Aufgabe 1>
Wie viele Plätze fasst der Kunstpalast Telary Honer laut dem Artikel über die erste Opernaufführung im Irak?
Aufgabe 2>
Setzen Sie den Artikel über die erste Opernaufführung im Irak im Anschluss an seinen letzten Satz fort.

Artikel>

Erste Opernaufführung im Irak: Bassa Selim auf besonderer Mission
Die Reise nach Sulaimaniyah: Die Kölner Oper brachte Mozarts Türkenoper "Die Entführung aus dem Serail" in die autonome Region Kurdistan im Irak.
SULAIMANIYAH taz | Sulaimaniyah gilt als die säkularste Stadt Kurdistans. In der explosionsartig wachsenden Stadt in der autonomen Region Kurdistan im Nordosten des Irak herrscht Bauboom. Überall wuchern neue Wohnviertel und hastig errichtete Gewerbebauten, Hotels klettern in den Himmel, und im Zentrum erinnert ein im Bau befindlicher Hochhausturm an das berühmte Burj Al Arab - Segel von Dubai. Eine Stadtplanung gibt es nicht.
In der verhältnismäßig liberalen Stadt wurden 1968 die erste Universität und bereits in den 30er Jahren des letzten Jahrhunderts die erste Frauenschule des Landes gegründet. Dort ging das erste Theaterstück über die Bühne, es gibt seit langem eine Hochschule der Schönen Künste und inzwischen an die dreißig freie Theatergruppen.
Und seit vergangenem Samstag kann sich Sulaimaniyah rühmen, auch der Schauplatz der ersten Opernaufführung im Irak gewesen zu sein: Die Kölner Oper gastierte mit Mozarts Türkenoper "Die Entführung aus dem Serail" im 1.600 Plätze fassenden Kunstpalast Telary Honer.
Als der irakische Vizepräsident Mullah Bachtiar am 26. November letzten Jahres auf der Premierenfeier im Kölner Palladium Uwe Eric Laufenbergs Neuproduktion der "Entführung" in den Irak einlud, rechnete wohl niemand ernsthaft damit, dass die Oper drei Monate später tatsächlich mit einer hundertköpfigen Truppe in die Krisenregion aufbrechen würde. Niemand ahnte damals allerdings auch, wie dramatisch sich die politische Lage in den arabischen Ländern entwickeln würde.

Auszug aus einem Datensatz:
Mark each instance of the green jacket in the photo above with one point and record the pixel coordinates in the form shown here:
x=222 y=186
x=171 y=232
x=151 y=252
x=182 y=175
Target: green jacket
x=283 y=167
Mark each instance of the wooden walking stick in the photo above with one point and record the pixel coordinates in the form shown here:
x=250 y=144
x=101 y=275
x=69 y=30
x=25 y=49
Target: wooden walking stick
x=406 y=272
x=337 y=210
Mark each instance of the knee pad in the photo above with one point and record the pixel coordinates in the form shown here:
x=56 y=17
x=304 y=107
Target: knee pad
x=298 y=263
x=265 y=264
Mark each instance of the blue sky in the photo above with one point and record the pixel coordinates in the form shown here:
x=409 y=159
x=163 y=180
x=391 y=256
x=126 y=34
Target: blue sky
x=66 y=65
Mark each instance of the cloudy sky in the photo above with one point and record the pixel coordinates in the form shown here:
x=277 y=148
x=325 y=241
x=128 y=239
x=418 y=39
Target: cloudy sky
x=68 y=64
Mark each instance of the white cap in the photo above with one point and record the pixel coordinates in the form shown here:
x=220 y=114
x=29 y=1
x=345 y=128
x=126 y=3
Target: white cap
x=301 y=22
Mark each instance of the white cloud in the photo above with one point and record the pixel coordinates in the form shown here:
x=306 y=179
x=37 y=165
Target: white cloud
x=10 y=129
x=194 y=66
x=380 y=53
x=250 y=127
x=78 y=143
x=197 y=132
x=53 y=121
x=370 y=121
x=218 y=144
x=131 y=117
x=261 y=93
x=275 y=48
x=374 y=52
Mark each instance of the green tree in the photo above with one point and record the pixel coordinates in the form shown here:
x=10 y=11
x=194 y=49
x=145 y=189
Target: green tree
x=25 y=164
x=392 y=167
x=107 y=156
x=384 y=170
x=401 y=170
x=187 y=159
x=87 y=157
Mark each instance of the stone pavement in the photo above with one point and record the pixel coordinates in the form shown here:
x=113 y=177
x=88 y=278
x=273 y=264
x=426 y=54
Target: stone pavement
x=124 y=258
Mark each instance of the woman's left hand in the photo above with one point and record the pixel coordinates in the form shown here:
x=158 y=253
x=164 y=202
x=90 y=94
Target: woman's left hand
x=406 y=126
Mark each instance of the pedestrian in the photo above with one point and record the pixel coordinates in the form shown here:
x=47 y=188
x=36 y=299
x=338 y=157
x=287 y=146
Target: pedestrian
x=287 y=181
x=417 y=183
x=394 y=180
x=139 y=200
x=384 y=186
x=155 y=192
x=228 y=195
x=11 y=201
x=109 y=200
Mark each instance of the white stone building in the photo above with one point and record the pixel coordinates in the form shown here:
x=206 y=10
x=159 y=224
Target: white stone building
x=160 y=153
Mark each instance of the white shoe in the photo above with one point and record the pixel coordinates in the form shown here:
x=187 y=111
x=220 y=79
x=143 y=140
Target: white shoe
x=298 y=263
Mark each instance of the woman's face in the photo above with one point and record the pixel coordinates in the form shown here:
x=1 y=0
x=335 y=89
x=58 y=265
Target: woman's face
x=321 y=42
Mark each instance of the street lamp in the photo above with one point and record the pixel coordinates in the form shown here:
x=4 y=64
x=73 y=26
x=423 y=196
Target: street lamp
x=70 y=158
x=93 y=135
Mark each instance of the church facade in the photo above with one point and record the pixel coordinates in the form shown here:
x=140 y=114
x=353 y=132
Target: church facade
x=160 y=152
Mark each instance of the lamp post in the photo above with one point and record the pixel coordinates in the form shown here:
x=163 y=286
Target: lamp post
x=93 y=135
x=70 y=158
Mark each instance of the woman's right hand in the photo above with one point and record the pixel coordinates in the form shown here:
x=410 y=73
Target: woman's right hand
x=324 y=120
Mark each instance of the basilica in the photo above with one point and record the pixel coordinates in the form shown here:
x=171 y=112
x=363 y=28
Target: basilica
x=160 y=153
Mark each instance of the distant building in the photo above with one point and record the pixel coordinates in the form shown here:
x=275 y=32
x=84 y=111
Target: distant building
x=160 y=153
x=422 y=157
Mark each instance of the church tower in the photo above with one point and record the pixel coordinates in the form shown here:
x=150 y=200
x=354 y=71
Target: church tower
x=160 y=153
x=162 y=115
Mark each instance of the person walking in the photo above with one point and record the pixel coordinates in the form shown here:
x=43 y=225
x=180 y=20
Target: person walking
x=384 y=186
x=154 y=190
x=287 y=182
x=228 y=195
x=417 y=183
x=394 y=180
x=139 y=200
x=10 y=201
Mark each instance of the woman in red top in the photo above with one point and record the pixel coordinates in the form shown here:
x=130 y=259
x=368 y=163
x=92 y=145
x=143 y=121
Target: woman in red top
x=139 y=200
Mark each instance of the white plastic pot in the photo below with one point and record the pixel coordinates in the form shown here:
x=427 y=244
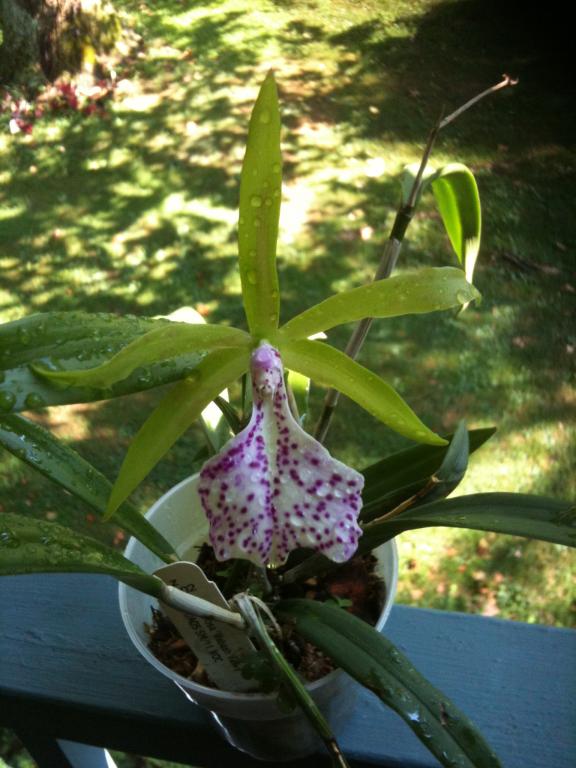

Schriftliche Antwort 1>
Der Kunstpalast Telary Honer fasst 1.600 Plätze.

Schriftliche Antwort 2>
Spiel mit westlichen Islamklischees
Die spontan wirkende Einladung Bachtiars folgte in Wahrheit keineswegs nur einem Impuls, sondern war vielmehr von langer Hand vorbereitet. Schlüsselfigur und Drahtzieher des abenteuerlichen Gastspiels ist nämlich eigentlich der kurdisch-deutsche Schauspieler und Regisseur Ihsan Othmann, der hüben wie drüben arbeitet und mit Christoff Bleidt, dem Leiter des Berliner Theaterhauses der Mitinitiator des Berliner Netzwerks für den kulturellen Wiederaufbau im Irak ist.
Seit mehr als fünf Jahren bemüht sich die Initiative um den kulturellen Austausch zwischen Deutschland und dem Irak. Othmann hält diese Arbeit für existenziell: "Ich als Iraker weiß, wie schwer es für das Volk hier gewesen ist nach 50 Jahren Diktatur, und ich denke, die allererste Sache, die im Irak nach 2003 nach vorne gebracht werden muss, ist der Kulturaustausch."
Der Schauspieler verkörpert in der Produktion des Kölner Opernintendanten die heikle Sprechrolle des Bassa Selim und spricht seinen Part auf Kurdisch. Regisseur Laufenberg hat die Handlung in Mozarts Singspiel in die triste Gegenwart verlegt, irgendwo zwischen Berlin-Neukölln und Bagdad ins Import-Export-Milieu. Der orientalische Potentat Bassa Selim verschiebt bei Laufenberg Waffen und elektronische Geräte.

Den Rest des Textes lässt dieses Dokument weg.